Image-grounded pointing data
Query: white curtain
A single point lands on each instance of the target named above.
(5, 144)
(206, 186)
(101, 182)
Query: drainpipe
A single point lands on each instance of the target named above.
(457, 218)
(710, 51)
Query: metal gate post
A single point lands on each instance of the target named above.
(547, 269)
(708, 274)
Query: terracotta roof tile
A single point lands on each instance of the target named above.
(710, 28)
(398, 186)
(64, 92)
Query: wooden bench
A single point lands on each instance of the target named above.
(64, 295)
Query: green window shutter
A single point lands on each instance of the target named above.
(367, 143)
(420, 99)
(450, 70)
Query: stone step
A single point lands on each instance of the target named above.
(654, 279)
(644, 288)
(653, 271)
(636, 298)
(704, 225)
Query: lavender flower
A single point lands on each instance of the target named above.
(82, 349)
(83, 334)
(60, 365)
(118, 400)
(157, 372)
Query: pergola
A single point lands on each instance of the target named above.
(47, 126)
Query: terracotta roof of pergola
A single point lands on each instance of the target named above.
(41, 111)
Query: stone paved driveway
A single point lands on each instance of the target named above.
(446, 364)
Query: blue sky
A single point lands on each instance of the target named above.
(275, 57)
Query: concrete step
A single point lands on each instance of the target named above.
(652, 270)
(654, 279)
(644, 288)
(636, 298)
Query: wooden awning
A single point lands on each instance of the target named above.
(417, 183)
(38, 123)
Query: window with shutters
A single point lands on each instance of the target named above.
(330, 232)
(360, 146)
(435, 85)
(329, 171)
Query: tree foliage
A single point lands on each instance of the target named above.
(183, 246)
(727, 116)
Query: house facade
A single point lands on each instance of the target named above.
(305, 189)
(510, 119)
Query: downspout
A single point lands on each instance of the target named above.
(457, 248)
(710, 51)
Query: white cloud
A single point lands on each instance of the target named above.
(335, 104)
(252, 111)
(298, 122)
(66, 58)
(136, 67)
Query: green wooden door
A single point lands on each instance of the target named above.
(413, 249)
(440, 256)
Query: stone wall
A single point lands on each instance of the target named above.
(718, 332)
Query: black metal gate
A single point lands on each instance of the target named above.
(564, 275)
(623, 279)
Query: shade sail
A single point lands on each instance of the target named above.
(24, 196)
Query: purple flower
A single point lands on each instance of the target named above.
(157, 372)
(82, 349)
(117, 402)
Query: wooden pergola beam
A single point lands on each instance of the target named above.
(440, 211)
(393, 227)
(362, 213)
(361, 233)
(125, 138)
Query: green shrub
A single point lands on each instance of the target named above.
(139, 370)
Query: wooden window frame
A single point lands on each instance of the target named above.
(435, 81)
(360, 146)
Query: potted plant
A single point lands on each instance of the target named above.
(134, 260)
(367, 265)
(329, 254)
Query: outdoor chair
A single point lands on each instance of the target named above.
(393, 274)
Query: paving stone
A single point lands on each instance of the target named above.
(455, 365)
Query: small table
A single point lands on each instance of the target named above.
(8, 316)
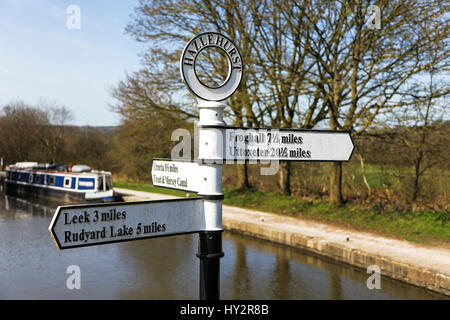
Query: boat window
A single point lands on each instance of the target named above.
(67, 181)
(108, 182)
(100, 183)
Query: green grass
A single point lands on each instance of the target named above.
(424, 226)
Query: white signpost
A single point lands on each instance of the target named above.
(84, 225)
(180, 175)
(284, 144)
(88, 225)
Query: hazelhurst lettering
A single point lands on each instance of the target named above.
(212, 40)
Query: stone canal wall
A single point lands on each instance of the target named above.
(419, 265)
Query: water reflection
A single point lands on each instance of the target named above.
(167, 268)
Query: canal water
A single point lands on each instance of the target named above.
(166, 268)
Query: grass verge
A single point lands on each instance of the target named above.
(422, 226)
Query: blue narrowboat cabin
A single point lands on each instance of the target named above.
(45, 180)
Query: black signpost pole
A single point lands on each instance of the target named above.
(209, 253)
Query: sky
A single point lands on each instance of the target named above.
(49, 55)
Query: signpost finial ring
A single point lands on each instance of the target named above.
(188, 63)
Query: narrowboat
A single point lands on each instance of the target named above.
(79, 184)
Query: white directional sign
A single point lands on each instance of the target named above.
(285, 144)
(86, 225)
(179, 175)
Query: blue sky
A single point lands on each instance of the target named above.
(41, 59)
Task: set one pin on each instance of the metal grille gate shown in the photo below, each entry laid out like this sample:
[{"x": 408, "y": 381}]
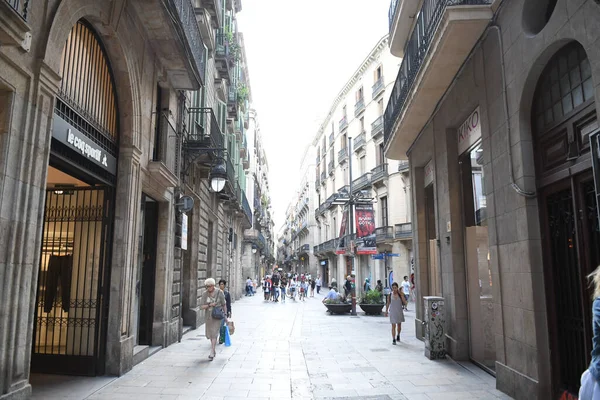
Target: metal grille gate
[{"x": 71, "y": 306}]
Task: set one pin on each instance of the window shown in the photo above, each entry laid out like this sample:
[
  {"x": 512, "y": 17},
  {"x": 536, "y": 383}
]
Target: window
[{"x": 384, "y": 216}]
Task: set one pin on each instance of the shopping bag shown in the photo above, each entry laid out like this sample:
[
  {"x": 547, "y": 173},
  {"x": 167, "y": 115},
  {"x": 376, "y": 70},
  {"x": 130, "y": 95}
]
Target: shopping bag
[{"x": 227, "y": 337}]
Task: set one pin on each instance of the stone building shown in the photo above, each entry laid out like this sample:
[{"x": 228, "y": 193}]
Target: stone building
[
  {"x": 109, "y": 112},
  {"x": 496, "y": 107},
  {"x": 372, "y": 176}
]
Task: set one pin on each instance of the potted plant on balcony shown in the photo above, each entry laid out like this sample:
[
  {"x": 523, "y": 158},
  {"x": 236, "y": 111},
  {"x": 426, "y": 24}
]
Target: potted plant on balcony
[
  {"x": 371, "y": 302},
  {"x": 338, "y": 305}
]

### Exercise details
Copy out all the records exactly, excluding pictures.

### Expected answer
Query: white curtain
A single point lands on each instance of the target named above.
(5, 144)
(206, 186)
(101, 182)
Query: drainpipe
A single point lands on each instance of the target named above.
(457, 218)
(710, 51)
Query: metal gate post
A single point lands on each instance of the target named above.
(547, 269)
(708, 274)
Query: terracotta roof tile
A single point lands on each instance of the target named above.
(710, 28)
(398, 186)
(64, 92)
Query: wooden bench
A single point lands on each instance of the target named above.
(64, 295)
Query: green window shutter
A single point lands on each instance of the target named above.
(367, 143)
(420, 99)
(450, 70)
Query: stone step
A single point lands on each instance of the target named above.
(654, 279)
(644, 288)
(653, 271)
(636, 298)
(704, 225)
Query: lavender flower
A single point lands on each instance of the target named above.
(82, 349)
(83, 334)
(60, 365)
(118, 400)
(157, 372)
Query: pergola
A single point lands on each instance of the target named above.
(47, 126)
Query: terracotta roof of pergola
A single point lands on each instance of the target named above.
(41, 111)
Query: stone paved driveway
A single point lands on each instance of the target named above.
(446, 364)
Query: blue sky
A single point lands on each instance of the target named above.
(275, 57)
Query: concrete step
A single point lands on each instance of the target named above.
(652, 270)
(654, 279)
(644, 288)
(636, 298)
Query: wooden awning
A single point lands on each instance of the target named above.
(417, 183)
(38, 123)
Query: window with shutters
A single point lands on each instance of the target named above.
(330, 232)
(360, 146)
(435, 85)
(329, 171)
Query: tree foliage
A single point lands on each instance of the target named above.
(183, 246)
(727, 116)
Query: house facade
A single point lands on each instance of the target named above.
(305, 189)
(510, 119)
Query: downspout
A single point lands on each instance of the target named above.
(457, 248)
(710, 51)
Query: white cloud
A single point lands on each instance of the target named above.
(335, 104)
(252, 111)
(298, 122)
(66, 58)
(136, 67)
Query: green wooden door
A single point lands on each instance of the target named above.
(413, 249)
(440, 256)
Query: stone wall
A single point lands on each instance of the target named above.
(718, 332)
Query: black metal gate
A single point lands on each instance of the target named above.
(564, 275)
(623, 279)
Query: shade sail
A single point lands on each instance of the target named above.
(24, 196)
Query: purple flower
A single point lands on each instance of the target named above.
(157, 372)
(82, 349)
(117, 402)
Query: wooden pergola beam
A single point lands on each instance of the target named above.
(440, 211)
(393, 227)
(362, 213)
(361, 233)
(125, 138)
Query: green shrub
A single point lands on each instance of the target named above.
(139, 370)
Query: wooden window frame
A single point lands on each instance of the target named above.
(435, 81)
(360, 146)
Query: potted plant
A single point lands on each instance of the target named above.
(134, 260)
(367, 265)
(329, 254)
Query: outdoor chair
A single point lands on each instance of the target named above.
(393, 274)
Query: paving stone
A single point lands on each instance of the target named above.
(455, 365)
Query: small table
A single point lands on each instance of the target named above.
(8, 316)
Query: boat window
A single point lands on each instance of the target named above.
(67, 181)
(108, 182)
(100, 183)
Query: green grass
A single point lands on each instance of the target named above.
(424, 226)
Query: white signpost
A single point lands on each instance of the target named above.
(84, 225)
(180, 175)
(284, 144)
(88, 225)
Query: hazelhurst lettering
A single point lands on each instance of the target named above.
(212, 40)
Query: stone canal wall
A single point lands on each instance of the target named above.
(419, 265)
Query: water reflection
A single point lands on each instance of the target named above.
(167, 268)
Query: canal water
A single point lands on each instance of the target named above.
(166, 268)
Query: grass verge
A single point lands on each instance of the target named above.
(422, 226)
Query: blue narrowboat cabin
A single point lands on each instance of the target named above.
(45, 180)
Query: black signpost pole
A single point lands on each instance of the target named above.
(209, 253)
Query: sky
A single point lands on each instance of the target named above.
(49, 55)
Query: signpost finial ring
A single point lands on each instance of the target named above.
(188, 63)
Query: narrowboat
A single point lands on each instance of the target named above.
(79, 184)
Query: white directional sign
A single point lands on each instance of the target named above.
(285, 144)
(86, 225)
(179, 175)
Query: blue sky
A single point lands on each instance of the target named above.
(41, 59)
Task: set one pin on each instance of the metal grille gate shown in the photo below, each entry laid out like this sample:
[{"x": 408, "y": 381}]
Target: metal grille gate
[{"x": 71, "y": 306}]
Task: set one pin on each instance of the window shown in the photo above, each entry laid out like this sample:
[
  {"x": 512, "y": 17},
  {"x": 536, "y": 383}
]
Target: window
[{"x": 384, "y": 216}]
Task: set one pin on each instance of the shopping bag shown in the photo above, each entry laid out like this sample:
[
  {"x": 547, "y": 173},
  {"x": 167, "y": 115},
  {"x": 376, "y": 70},
  {"x": 130, "y": 95}
]
Target: shopping bag
[{"x": 227, "y": 337}]
Task: set one pin on each instance of the stone building shown in the photo above, each entry laid out like this sample:
[{"x": 228, "y": 193}]
Target: stone building
[
  {"x": 109, "y": 112},
  {"x": 496, "y": 107},
  {"x": 372, "y": 176}
]
Task: set one pin on each instance of the potted plant on balcony shown in the photo above, each entry laid out like this sample:
[
  {"x": 523, "y": 158},
  {"x": 236, "y": 111},
  {"x": 426, "y": 24}
]
Target: potted plant on balcony
[
  {"x": 371, "y": 302},
  {"x": 338, "y": 305}
]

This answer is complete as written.